> [Exercise brief]: Write out exactly, please, the lines from the one containing "Find the dry grass;" to the end of the material.

Excerpts of pointing data:
• • • • • • •
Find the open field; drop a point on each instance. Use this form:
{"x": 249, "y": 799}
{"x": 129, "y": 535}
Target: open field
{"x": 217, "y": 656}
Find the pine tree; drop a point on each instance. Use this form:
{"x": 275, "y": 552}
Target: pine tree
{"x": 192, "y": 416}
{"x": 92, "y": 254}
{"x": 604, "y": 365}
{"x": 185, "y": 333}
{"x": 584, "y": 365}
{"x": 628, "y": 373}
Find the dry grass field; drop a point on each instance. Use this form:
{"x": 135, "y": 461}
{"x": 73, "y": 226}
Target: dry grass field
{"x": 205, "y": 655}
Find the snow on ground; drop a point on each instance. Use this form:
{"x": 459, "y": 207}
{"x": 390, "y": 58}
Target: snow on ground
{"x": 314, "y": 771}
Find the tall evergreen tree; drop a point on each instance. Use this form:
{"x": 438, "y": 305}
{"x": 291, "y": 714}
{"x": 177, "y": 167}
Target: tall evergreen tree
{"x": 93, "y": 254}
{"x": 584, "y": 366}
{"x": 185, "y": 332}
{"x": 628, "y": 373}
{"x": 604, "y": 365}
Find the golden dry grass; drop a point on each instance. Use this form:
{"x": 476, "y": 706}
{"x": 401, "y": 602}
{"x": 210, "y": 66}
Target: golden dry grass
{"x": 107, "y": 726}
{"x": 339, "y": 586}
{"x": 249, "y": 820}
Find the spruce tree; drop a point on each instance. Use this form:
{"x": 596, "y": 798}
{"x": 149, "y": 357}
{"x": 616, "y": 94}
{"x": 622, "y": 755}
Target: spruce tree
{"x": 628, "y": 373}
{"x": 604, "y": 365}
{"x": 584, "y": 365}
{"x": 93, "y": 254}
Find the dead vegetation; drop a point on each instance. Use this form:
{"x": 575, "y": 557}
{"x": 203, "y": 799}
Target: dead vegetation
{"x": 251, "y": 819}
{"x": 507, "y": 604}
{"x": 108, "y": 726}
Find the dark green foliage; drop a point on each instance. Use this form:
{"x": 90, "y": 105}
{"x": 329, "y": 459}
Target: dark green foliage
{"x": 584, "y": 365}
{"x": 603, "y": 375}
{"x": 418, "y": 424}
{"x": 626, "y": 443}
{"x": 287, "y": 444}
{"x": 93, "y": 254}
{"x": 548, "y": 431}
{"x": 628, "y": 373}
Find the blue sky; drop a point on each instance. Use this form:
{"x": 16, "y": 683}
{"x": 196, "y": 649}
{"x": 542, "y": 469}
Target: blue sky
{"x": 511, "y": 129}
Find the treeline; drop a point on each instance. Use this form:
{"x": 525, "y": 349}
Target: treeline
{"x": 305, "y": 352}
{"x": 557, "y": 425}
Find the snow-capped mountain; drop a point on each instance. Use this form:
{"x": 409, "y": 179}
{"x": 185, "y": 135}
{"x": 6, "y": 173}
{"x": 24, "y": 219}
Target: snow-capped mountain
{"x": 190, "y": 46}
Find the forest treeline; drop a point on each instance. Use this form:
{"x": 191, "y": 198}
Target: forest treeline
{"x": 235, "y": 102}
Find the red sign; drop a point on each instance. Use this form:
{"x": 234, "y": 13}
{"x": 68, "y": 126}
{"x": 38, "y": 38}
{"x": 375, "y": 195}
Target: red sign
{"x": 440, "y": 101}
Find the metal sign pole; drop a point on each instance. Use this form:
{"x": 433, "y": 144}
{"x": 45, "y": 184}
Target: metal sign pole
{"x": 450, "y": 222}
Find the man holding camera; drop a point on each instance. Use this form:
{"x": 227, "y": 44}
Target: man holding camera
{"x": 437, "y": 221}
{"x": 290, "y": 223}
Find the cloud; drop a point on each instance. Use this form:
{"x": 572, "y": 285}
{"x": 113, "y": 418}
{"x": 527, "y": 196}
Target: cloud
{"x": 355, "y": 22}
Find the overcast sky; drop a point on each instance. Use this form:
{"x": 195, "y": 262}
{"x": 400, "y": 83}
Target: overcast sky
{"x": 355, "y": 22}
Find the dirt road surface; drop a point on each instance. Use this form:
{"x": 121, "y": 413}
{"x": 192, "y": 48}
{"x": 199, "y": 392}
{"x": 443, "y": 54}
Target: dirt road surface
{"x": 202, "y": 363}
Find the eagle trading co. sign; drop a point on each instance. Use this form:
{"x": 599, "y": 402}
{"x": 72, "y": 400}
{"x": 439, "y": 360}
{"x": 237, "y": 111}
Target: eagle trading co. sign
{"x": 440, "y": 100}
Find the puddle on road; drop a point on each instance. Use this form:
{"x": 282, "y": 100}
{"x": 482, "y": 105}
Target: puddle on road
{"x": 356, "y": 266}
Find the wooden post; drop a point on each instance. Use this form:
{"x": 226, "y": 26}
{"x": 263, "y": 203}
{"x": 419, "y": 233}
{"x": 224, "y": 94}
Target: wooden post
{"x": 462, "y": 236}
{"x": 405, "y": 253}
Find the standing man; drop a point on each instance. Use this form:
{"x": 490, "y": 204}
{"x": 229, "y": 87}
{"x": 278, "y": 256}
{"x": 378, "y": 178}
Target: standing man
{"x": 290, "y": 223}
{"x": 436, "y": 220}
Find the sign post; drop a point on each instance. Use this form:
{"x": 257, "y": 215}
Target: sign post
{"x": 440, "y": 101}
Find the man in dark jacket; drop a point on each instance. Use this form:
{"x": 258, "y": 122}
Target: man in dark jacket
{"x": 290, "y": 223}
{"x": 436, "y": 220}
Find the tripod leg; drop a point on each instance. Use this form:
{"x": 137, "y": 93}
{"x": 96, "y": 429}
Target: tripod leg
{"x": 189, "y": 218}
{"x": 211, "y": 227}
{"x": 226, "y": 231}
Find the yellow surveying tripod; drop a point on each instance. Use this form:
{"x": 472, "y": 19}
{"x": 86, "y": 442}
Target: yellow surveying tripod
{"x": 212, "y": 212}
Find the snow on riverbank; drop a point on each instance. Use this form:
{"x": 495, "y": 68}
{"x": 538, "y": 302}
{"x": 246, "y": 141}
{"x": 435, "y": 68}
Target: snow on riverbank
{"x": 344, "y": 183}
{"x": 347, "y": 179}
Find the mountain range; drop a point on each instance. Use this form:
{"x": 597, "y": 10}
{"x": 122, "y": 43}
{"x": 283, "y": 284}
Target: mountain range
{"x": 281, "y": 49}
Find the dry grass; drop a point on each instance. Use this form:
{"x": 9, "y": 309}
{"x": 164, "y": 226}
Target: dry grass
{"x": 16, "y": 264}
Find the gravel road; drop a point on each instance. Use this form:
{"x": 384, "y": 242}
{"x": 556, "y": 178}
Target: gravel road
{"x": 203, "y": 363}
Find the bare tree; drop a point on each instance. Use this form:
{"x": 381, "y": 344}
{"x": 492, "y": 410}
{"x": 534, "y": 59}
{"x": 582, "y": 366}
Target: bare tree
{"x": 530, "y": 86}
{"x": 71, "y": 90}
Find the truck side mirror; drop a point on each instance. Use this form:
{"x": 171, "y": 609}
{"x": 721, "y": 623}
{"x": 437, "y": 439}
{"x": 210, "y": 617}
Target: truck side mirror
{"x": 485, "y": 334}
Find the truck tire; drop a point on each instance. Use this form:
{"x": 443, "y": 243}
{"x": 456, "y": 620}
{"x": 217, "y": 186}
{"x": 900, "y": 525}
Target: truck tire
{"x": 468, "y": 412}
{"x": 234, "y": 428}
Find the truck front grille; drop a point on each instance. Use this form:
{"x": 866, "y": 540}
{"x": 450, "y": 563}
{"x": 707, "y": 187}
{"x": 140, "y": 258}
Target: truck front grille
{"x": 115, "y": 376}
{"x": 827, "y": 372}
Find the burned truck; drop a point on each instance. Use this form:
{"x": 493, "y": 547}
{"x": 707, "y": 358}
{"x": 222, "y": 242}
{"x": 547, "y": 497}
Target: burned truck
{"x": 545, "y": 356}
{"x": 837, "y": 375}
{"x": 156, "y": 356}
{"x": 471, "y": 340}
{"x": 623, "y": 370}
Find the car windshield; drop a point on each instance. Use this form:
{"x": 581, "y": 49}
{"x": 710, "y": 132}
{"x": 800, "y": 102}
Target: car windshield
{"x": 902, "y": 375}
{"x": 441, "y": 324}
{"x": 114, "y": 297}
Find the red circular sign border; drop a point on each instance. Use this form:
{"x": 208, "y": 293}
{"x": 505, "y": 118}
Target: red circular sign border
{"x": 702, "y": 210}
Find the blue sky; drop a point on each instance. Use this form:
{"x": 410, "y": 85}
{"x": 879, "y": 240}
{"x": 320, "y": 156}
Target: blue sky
• • • • • • •
> [Result below]:
Find the dry grass; drop a point on each instance. Use this form:
{"x": 9, "y": 309}
{"x": 164, "y": 226}
Target: dry grass
{"x": 16, "y": 264}
Find the gravel road; drop a point on each instance. Use this form:
{"x": 384, "y": 242}
{"x": 556, "y": 178}
Target: gravel road
{"x": 203, "y": 363}
Find the bare tree; drop a point on each instance. Use this form:
{"x": 381, "y": 344}
{"x": 492, "y": 410}
{"x": 534, "y": 59}
{"x": 582, "y": 366}
Target: bare tree
{"x": 530, "y": 86}
{"x": 71, "y": 90}
Find the truck side mirror; drop a point on each instance. Use this form:
{"x": 171, "y": 609}
{"x": 721, "y": 623}
{"x": 437, "y": 439}
{"x": 210, "y": 617}
Target: truck side mirror
{"x": 485, "y": 334}
Find the truck tire; drop a point on each instance. Use this form:
{"x": 443, "y": 243}
{"x": 456, "y": 620}
{"x": 217, "y": 186}
{"x": 900, "y": 525}
Target: truck tire
{"x": 468, "y": 412}
{"x": 234, "y": 428}
Find the truck front grille; drop a point on each instance. Use this form:
{"x": 866, "y": 540}
{"x": 450, "y": 563}
{"x": 707, "y": 187}
{"x": 140, "y": 258}
Target: truck front grille
{"x": 115, "y": 376}
{"x": 827, "y": 372}
Find the burned truck; drop a point on each instance. Use this form:
{"x": 493, "y": 547}
{"x": 707, "y": 358}
{"x": 222, "y": 242}
{"x": 547, "y": 497}
Target: burned truck
{"x": 545, "y": 356}
{"x": 837, "y": 375}
{"x": 156, "y": 356}
{"x": 471, "y": 340}
{"x": 623, "y": 370}
Find the car windshield; drop a point on each instance. Use this form:
{"x": 581, "y": 49}
{"x": 710, "y": 132}
{"x": 800, "y": 102}
Target: car windshield
{"x": 902, "y": 375}
{"x": 441, "y": 324}
{"x": 114, "y": 297}
Find the red circular sign border; drop a point on each instance. Use this form:
{"x": 208, "y": 293}
{"x": 505, "y": 118}
Target: red circular sign border
{"x": 702, "y": 210}
Find the blue sky; drop a point on each instance. Use this form:
{"x": 410, "y": 85}
{"x": 879, "y": 240}
{"x": 320, "y": 156}
Target: blue sky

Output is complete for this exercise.